(Records from a data source)
┄┄┄┄┄┄
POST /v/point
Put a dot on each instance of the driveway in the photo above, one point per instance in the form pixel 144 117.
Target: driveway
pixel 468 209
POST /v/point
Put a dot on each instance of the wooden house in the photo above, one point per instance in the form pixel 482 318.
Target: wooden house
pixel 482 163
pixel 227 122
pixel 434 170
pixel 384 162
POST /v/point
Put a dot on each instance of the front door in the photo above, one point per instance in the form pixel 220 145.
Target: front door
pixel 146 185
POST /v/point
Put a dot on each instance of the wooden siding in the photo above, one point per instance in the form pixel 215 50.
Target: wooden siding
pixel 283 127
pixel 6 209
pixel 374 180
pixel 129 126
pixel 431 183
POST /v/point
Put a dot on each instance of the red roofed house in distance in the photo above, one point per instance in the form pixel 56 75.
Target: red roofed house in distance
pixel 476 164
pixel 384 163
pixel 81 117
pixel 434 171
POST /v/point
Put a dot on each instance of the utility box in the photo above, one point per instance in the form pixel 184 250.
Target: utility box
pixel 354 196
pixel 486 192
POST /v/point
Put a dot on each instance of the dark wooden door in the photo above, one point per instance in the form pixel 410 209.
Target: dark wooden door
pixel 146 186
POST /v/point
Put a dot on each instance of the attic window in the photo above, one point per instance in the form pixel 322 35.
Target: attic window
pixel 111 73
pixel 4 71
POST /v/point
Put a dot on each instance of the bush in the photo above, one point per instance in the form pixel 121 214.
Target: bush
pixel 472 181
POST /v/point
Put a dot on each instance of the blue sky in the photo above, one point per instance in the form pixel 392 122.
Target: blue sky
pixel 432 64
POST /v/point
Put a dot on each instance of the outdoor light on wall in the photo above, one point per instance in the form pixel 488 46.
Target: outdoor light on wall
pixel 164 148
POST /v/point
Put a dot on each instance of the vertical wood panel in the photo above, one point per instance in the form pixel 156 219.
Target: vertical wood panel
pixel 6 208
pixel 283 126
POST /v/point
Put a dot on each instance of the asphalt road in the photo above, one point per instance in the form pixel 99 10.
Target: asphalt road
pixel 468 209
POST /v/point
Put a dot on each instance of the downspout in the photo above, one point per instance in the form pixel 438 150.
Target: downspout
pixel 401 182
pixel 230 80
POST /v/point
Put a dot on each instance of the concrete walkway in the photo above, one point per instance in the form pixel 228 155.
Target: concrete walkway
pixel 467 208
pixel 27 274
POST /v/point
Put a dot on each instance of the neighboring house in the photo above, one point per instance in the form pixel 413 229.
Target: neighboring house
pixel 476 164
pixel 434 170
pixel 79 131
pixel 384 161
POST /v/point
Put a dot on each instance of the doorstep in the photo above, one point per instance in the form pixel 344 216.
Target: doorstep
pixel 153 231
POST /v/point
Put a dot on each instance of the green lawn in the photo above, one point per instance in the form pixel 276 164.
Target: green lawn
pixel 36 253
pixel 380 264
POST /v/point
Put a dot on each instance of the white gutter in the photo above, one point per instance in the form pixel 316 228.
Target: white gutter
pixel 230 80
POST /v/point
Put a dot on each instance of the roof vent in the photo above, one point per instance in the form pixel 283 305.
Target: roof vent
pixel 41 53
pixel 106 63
┄┄┄┄┄┄
◆ **Your assignment**
Lines from the start of the records through the one containing "Put a dot on each instance of the bush" are what should be retyped, exactly and in full, both ends included.

◆ **Output of the exercise**
POST /v/point
Put a dot on each instance of the driveway in the photo above, one point per instance in the form pixel 144 117.
Target: driveway
pixel 468 209
POST /v/point
Put a dot on each instance of the wooden house in the photo above, one point per instance in the form pixel 482 318.
Target: wooden house
pixel 482 163
pixel 227 122
pixel 434 170
pixel 384 162
POST /v/point
Put a dot on each instance of the front door in the photo above, one point per instance in the form pixel 220 145.
Target: front door
pixel 146 185
POST /v/point
Put a dot on each instance of the wooden siding in the photo above, one point per instance in the form pixel 215 50.
Target: wooden siding
pixel 283 127
pixel 6 209
pixel 374 180
pixel 129 126
pixel 431 183
POST /v/point
Put a dot on each instance of the red roofed house in distance in the photo above, one point per instance in the form pixel 56 75.
Target: red roofed house in distance
pixel 476 164
pixel 384 163
pixel 81 117
pixel 434 171
POST /v/point
Put a dot on each instance of the utility box in the photo above, one point per instance in the form pixel 184 250.
Target: utility box
pixel 354 196
pixel 486 192
POST /v/point
Put a dot on each instance of the dark wooden door in the photo above, one point per instance in the form pixel 410 209.
Target: dark wooden door
pixel 146 186
POST /v/point
Put a dot on each instance of the attic window in the photo above, one point per instance in the form pixel 322 35.
Target: attic window
pixel 111 73
pixel 4 71
POST /v/point
Put a dot on each instance of the bush in the photo above, one point per instance in the form pixel 121 214.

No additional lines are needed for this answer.